=== TEXTE FOURNI ===

Un certain mois d'avril à Adana
Comme une illustration des phrases de Jorge Semprun sur l’importance de l'écriture littéraire pour comprendre le phénomène génocidaire, le roman de Daniel Arsand sur le massacre d’Adana de 1909 est exceptionnel. Sa lecture ne laisse pas indemne. Un certain mois d’avril à Adana s’insinue au plus profond de la destruction pour comprendre les mécanismes d’une terreur qui provoqua la mort, dans d’extrêmes violences, de plus de 20 000 Arméniens de la riche province de Cilicie. Celle-ci n’avait pas été été touchée par les « grands massacres » de 1894-1896 commis par le sultan Abdülhamid II (200 000 morts). L’importante communauté arménienne de sa capitale, Adana, est visée par une série de provocations émanant des autorités locales et d’activistes musulmans. Les Arméniens décident d’y résister, y compris en s’armant. Les 14, 15 et 16 avril 1909, ils sont massacrés par des civils turcs avec la complicité des forces de l’ordre. Plusieurs centaines de morts sont relevés dans les ruines des maisons arméniennes. Pressé par les puissances européennes, le nouveau gouvernement Jeune-Turc au pouvoir à Istanbul – et qui est parvenu à mater une contre-révolution - décide de l’envoi de contingents militaires afin d’assurer la protection de la communauté arménienne. À cette dernière est cependant demandé son désarmement. Mais, lorsque les soldats turcs pénètrent dans Adana, ils massacrent à leur tour les Arméniens, durant trois jours, les 25, 26 et 27 avril. L’ampleur et le degré de violence des massacres sont plus élevés encore que lors du premier massacre. Le nombre des assaillants, leur qualité guerrière, l’emploi d’armes de guerre contre des populations désarmées expliquent l’ampleur des bilans – accrus encore par la situation de grande faiblesse des cibles arméniennes qui sortent d’un premier épisode de terreur. Les reportages journalistiques, les récits littéraires, et les nombreux témoignages directs recueillis dans la ville soulignent l’effroi des observateurs devant le niveau de destruction des biens, des personnes et des corps eux-mêmes. Les documents photographiques montrent quant à eux des quartiers arméniens comme détruits par un bombardement ininterrompu. Ces pièces d’un dossier accablant parviennent rapidement en France d’autant que des navires militaires français mouillent dans la rade de Mersin, à 30 kilomètres d’Adana. Les marins français sont les témoins des atrocités. Mais l’Europe ne bouge pas.

=== LES DONNÉES ===

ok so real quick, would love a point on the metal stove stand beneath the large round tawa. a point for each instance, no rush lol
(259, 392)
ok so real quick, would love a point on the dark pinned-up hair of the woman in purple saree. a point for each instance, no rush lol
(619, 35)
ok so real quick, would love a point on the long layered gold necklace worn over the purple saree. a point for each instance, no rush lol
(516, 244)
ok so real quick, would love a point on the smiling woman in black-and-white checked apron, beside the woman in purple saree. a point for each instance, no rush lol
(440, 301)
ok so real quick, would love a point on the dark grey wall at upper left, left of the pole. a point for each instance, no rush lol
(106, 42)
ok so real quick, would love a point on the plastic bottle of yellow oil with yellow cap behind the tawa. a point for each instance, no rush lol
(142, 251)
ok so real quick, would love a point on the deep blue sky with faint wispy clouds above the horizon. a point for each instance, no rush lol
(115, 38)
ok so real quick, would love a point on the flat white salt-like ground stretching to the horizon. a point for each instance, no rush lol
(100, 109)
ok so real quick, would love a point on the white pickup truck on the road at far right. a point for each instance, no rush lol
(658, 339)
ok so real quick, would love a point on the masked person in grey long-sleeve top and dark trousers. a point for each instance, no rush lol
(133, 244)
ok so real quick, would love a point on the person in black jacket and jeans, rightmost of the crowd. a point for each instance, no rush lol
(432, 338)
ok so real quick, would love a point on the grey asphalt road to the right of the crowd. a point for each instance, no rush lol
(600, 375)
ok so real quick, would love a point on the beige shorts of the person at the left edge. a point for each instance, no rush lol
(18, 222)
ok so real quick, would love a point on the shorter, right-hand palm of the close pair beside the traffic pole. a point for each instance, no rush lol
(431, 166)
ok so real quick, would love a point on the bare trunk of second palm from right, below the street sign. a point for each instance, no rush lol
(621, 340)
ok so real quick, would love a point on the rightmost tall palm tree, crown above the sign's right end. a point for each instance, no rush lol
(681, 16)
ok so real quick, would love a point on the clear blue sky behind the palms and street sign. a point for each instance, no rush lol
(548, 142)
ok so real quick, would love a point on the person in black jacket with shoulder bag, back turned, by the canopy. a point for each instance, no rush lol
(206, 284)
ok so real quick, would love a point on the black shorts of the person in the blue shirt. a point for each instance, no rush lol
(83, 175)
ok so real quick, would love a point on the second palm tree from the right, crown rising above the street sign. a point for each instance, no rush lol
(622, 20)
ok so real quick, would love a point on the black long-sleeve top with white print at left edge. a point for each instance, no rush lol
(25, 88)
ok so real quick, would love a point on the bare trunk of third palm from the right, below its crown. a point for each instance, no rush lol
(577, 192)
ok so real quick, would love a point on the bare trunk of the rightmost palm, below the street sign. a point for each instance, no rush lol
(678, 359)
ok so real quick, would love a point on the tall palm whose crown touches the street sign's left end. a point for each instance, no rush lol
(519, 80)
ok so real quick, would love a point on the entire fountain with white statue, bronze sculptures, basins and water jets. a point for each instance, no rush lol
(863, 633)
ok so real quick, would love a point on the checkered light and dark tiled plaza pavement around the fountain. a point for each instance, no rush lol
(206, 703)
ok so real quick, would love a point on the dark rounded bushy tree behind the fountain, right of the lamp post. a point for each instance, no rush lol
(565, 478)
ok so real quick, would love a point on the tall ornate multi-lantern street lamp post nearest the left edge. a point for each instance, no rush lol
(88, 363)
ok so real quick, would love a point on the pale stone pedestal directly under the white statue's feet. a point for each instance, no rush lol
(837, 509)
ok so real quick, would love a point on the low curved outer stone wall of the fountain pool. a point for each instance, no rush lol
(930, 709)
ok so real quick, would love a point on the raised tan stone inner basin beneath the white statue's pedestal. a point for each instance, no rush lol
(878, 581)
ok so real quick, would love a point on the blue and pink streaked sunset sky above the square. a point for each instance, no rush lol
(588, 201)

===

SÉRIE DE CONSIGNES:
(1) D'après le texte sur le massacre d'Adana, pourquoi les bilans du second massacre, celui des 25, 26 et 27 avril, sont-ils si lourds ? Répondez en une à trois phrases.
(2) Condensez sous forme de liste le paragraphe du texte sur le massacre d'Adana qui commence par « Comme une illustration des phrases de Jorge Semprun », en conservant ses faits principaux.

CORRIGÉS DES CONSIGNES:
(1) Le texte attribue l'ampleur des bilans au nombre des assaillants, à leur qualité guerrière et à l'emploi d'armes de guerre contre des populations désarmées. La grande faiblesse des Arméniens visés, qui sortaient d'un premier épisode de terreur, a encore alourdi ces bilans.

(2)
- Le roman de Daniel Arsand, Un certain mois d'avril à Adana, porte sur le massacre d'Adana de 1909, qui fit plus de 20 000 morts arméniens en Cilicie.
- La Cilicie avait été épargnée par les « grands massacres » de 1894-1896 commis sous Abdülhamid II (200 000 morts).
- À Adana, la communauté arménienne subit des provocations des autorités locales et d'activistes musulmans, et décide de résister, y compris en s'armant.
- Les 14, 15 et 16 avril 1909, des civils turcs massacrent les Arméniens avec la complicité des forces de l'ordre : plusieurs centaines de morts.
- Sous la pression européenne, le gouvernement Jeune-Turc envoie des troupes pour protéger les Arméniens, mais exige leur désarmement.
- Les 25, 26 et 27 avril, ces soldats massacrent à leur tour les Arméniens, avec une violence encore plus grande que lors du premier massacre.
- Les bilans s'expliquent par le nombre et la qualité guerrière des assaillants, par l'usage d'armes de guerre contre des personnes désarmées et par la faiblesse des victimes après le premier massacre.
- Reportages, récits, témoignages et photographies attestent l'ampleur des destructions.
- Ces documents arrivent vite en France, car des navires militaires français mouillent à Mersin, à 30 km d'Adana, et des marins français sont témoins des atrocités.
- L'Europe ne réagit pas.